YOUR TASK: Output exactly, please, the lines of the records below from the one containing "Every instance of the car" through the final line.

GIVEN INFORMATION:

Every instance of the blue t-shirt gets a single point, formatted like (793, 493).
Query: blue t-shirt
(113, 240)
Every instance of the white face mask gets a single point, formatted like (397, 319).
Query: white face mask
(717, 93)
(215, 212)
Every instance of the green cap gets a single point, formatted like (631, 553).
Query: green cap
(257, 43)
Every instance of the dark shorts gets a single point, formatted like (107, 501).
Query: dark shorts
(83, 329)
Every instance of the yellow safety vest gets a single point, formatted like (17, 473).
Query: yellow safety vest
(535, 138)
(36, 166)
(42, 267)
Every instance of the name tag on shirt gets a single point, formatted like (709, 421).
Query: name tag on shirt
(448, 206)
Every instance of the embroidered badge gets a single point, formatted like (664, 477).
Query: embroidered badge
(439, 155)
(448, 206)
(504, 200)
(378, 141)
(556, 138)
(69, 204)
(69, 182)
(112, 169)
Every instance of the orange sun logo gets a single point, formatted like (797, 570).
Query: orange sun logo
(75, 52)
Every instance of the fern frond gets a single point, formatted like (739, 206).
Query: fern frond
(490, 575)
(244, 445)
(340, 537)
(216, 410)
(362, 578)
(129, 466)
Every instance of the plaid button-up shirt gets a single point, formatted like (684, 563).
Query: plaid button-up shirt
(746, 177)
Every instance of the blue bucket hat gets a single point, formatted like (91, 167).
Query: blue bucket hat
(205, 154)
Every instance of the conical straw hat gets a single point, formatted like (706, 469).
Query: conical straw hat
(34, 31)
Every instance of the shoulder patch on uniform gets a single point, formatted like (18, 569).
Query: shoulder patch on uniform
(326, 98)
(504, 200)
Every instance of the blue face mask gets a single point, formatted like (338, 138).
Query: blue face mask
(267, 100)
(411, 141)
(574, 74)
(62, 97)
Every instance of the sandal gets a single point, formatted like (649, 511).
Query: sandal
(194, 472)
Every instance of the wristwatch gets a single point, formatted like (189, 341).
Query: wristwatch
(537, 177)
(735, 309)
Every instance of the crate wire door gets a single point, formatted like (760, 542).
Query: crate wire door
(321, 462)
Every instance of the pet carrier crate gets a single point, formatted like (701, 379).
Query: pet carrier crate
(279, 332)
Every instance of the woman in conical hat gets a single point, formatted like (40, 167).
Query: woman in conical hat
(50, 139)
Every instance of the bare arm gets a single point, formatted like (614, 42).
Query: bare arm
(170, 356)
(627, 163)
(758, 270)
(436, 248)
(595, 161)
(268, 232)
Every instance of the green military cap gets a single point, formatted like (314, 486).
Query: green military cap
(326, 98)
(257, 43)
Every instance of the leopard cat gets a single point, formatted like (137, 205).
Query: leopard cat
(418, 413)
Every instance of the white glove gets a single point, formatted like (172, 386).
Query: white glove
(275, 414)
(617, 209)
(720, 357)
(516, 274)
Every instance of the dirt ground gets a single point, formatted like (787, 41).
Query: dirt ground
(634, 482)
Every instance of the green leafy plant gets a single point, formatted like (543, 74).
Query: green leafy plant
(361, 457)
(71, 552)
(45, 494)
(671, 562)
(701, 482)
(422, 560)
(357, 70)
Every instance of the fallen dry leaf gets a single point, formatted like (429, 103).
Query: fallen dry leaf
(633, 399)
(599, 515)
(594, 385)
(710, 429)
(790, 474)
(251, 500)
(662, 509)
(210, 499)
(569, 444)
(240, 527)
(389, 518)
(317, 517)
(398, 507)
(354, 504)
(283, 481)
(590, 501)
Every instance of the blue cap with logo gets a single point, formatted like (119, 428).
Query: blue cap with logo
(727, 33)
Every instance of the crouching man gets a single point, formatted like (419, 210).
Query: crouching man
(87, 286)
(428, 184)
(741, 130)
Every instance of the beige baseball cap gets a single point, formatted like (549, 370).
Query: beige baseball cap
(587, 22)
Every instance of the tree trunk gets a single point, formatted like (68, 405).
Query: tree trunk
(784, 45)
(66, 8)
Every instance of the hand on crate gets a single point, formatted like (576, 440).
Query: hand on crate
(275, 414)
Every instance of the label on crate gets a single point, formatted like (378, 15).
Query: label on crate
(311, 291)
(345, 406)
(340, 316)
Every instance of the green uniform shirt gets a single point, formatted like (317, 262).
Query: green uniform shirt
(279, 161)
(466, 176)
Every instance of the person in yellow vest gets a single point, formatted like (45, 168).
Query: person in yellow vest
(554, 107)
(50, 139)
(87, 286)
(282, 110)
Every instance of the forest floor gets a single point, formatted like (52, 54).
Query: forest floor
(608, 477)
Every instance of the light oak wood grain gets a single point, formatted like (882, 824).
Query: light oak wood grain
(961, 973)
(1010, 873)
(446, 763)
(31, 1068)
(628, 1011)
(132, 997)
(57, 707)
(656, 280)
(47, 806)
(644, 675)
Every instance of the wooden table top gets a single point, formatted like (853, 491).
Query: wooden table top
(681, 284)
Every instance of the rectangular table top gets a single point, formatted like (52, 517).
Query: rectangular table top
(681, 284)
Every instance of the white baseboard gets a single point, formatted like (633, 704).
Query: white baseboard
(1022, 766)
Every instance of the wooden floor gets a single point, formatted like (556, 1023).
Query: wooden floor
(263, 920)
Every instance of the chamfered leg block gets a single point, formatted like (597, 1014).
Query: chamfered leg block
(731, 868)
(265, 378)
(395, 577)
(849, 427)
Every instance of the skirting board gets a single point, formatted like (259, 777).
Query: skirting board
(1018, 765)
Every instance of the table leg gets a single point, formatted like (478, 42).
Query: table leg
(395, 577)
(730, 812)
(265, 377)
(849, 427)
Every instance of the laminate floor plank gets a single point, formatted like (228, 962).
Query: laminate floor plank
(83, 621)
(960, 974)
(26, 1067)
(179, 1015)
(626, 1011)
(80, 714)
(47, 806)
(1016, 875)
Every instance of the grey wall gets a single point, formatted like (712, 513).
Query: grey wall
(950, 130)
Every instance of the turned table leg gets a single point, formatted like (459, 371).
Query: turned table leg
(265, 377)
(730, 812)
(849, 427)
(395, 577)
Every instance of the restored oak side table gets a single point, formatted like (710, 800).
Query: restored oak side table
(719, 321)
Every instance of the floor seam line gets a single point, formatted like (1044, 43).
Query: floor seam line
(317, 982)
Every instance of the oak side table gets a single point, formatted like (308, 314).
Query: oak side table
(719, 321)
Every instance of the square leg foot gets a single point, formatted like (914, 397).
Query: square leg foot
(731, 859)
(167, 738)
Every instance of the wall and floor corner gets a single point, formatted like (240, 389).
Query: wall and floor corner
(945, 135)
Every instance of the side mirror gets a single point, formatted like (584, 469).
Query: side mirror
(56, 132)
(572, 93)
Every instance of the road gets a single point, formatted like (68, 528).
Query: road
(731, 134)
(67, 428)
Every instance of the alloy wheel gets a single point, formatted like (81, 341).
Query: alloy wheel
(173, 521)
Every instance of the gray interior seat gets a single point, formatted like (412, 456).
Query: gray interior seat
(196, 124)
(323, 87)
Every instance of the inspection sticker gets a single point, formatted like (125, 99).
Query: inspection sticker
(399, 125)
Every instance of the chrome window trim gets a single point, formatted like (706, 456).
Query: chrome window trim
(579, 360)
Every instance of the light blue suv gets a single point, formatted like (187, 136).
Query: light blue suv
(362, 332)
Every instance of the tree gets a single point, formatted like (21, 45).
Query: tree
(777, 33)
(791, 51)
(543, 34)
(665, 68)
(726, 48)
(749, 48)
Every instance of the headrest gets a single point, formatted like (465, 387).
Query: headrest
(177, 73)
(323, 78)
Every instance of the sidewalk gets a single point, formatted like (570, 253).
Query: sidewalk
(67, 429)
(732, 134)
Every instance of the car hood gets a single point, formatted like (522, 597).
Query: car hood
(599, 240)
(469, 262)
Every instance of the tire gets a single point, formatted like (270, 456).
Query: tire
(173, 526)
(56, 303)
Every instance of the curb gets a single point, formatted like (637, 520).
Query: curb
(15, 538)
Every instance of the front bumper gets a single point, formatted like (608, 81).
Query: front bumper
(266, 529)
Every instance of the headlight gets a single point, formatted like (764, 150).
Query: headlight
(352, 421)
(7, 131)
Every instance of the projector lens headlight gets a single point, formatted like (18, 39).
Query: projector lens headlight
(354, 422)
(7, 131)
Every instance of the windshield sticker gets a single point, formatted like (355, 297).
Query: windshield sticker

ANSWER BELOW:
Every instance of the car hood gets a single point, formatted like (522, 597).
Query: car hood
(599, 240)
(469, 262)
Every instance of the tire gets a single point, formatted like (270, 456).
Query: tire
(173, 526)
(56, 303)
Every instance of the curb gets a single point, formatted like (637, 520).
Query: curb
(15, 538)
Every instance of the front bumper gets a single point, formatted like (608, 81).
Query: front bumper
(266, 529)
Every instance of the headlight gets a single point, formatted like (764, 150).
Query: headlight
(352, 421)
(7, 131)
Every instance of the projector lens headlight gets a single point, formatted like (18, 39).
Query: projector lens headlight
(354, 422)
(7, 131)
Every instance of the windshield sticker gets a single point, formatted like (355, 297).
Query: windshield sticker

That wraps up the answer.